═══ Selected passage

AWS Architecture Design: A Start-up case study

I came across an interesting scenario about a start-up looking to migrate their existing application onto cloud (AWS in this case). This blog post outlines my take on the solution. Feedback is welcome!

Scenario

Imagine you meet a small startup company planning to launch a new application that allows consumers & service providers to interact in real time. Currently, their architecture uses LAMP stack comprising of open-source software. Like many small start-ups they are confident that they will be the next big thing and expect significant, rapid, yet un-quantified growth in the next few months. With this in mind, they are concerned about the following:

1. Scaling to meet the demand, but with uncertainty around when and how much this demand will be – they are very concerned about buying too much infrastructure too soon or not enough too late!
2. Disaster Recovery planning, since this application is core their business.
3. Manage user identities & sync user specific data across multiple devices.
4. Ability for Service Providers to send notifications to consumer.
5. Ability to run analytics on top of collected data, with analytics they should be able to visualize & understand app data usage.
6. Ability to configure their database and data access layer for high performance and throughput.
7. Effective distribution of load.
8. A self-healing infrastructure that recovers from failed service instances.
9. Security of data at rest and in transit.
10. Securing access to the environment as the delivery team expands.
11. An archival strategy for inactive objects greater than 6 months.
12. Ability to easily manage and replicate multiple environments based on their blueprint architecture.

Objective

Recommend a manageable, secure, scalable, high performance, efficient, elastic, highly available, fault tolerant and recoverable architecture that allows the startup to organically grow. The architecture should specifically address the requirements/concerns as described above.

Assumptions

1. The application is already built, and no significant changes need to be made to host it in AWS.
2. The application is considered to be business critical for the start-up.
3. The application is built using typical three-tier architecture.
4. The delivery team would be connecting with the AWS environment over the internet. If private connectivity is required then additional services like VPN, AWS DirectConnect would required to be setup.
5. Access to AWS account(s) will be controlled through AWS Identity and Access management (IAM), integration with external identity provider and SSO is not considered.
6. There are no specific compliance requirements defined for this workload like HIPAA, PCI-DSS, FedRAMP etc.

Solution

Download a draw.io file of this architecture.

Solution Flow

1. Customer/Service Provider (User) initiates real-time interaction through the client app. User is redirected to Amazon Cognito for sign-in/sign-up.
2. After successful authentication the client app receives the access token from Amazon Cognito.
3. Amazon Cognito also enables the sync of user specific data across multiple devices.

══════
═══ Dataset extract

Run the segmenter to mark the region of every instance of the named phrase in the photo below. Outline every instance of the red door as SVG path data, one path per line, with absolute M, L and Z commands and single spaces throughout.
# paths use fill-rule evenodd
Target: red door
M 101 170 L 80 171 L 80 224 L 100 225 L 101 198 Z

══════

■ Parts of the exercise
a - In the AWS start-up case study, through which service will access to the AWS accounts be controlled?
b - Extend the AWS start-up case study from the point where its solution flow stops.

■ Results in order
a - AWS Identity and Access Management (IAM)

b -
4. The client app communicates with the backend APIs through Amazon Route 53. Route 53 decides which region the request should be forward to based on the routing rules.
5. The request is forwarded to Application Load Balancer from Route 53 where it is inspected by Web Application Firewall for vulnerabilities.
6. If no vulnerabilities are detected Application Load Balancer sends the request to Elastic Beanstalk auto-scaling group where the request is processed by one of the application instances.
7. Application interacts with the Amazon Aurora database through RDS proxy and performs the request CRUD operations on the database and returns the response back to the application.
8. Amazon Pinpoint continuously collects usage data from application and makes it available for analysis. The data is also continuously exported to Amazon S3 since Amazon Pinpoint can only store data for 90 days. Additionally, Amazon QuickSight is used to perform advanced analytics and create interactive dashboards.
9. Any data older than 6 months is archived to Glacier by using S3 lifecycle management policy.
10. Based on the analysis provided by Amazon Pinpoint the application can trigger push notifications to specific (or all) users.
11. The developer checks-in the code changes to AWS CodeCommit, the code is scanned for credentials leak, code quality, open-source vulnerabilities etc.
12. AWS CodeBuild then builds the required container image(s) and pushes the image(s) to AWS Elastic Container Registry (ECR).
13. In ECR the container images are scanned for any vulnerabilities using Amazon Inspector.
14. AWS CodeDeploy then pushes the new version to Elastic Beanstalk. Elastic Beanstalk pulls the latest image from ECR and initiates the deployment process.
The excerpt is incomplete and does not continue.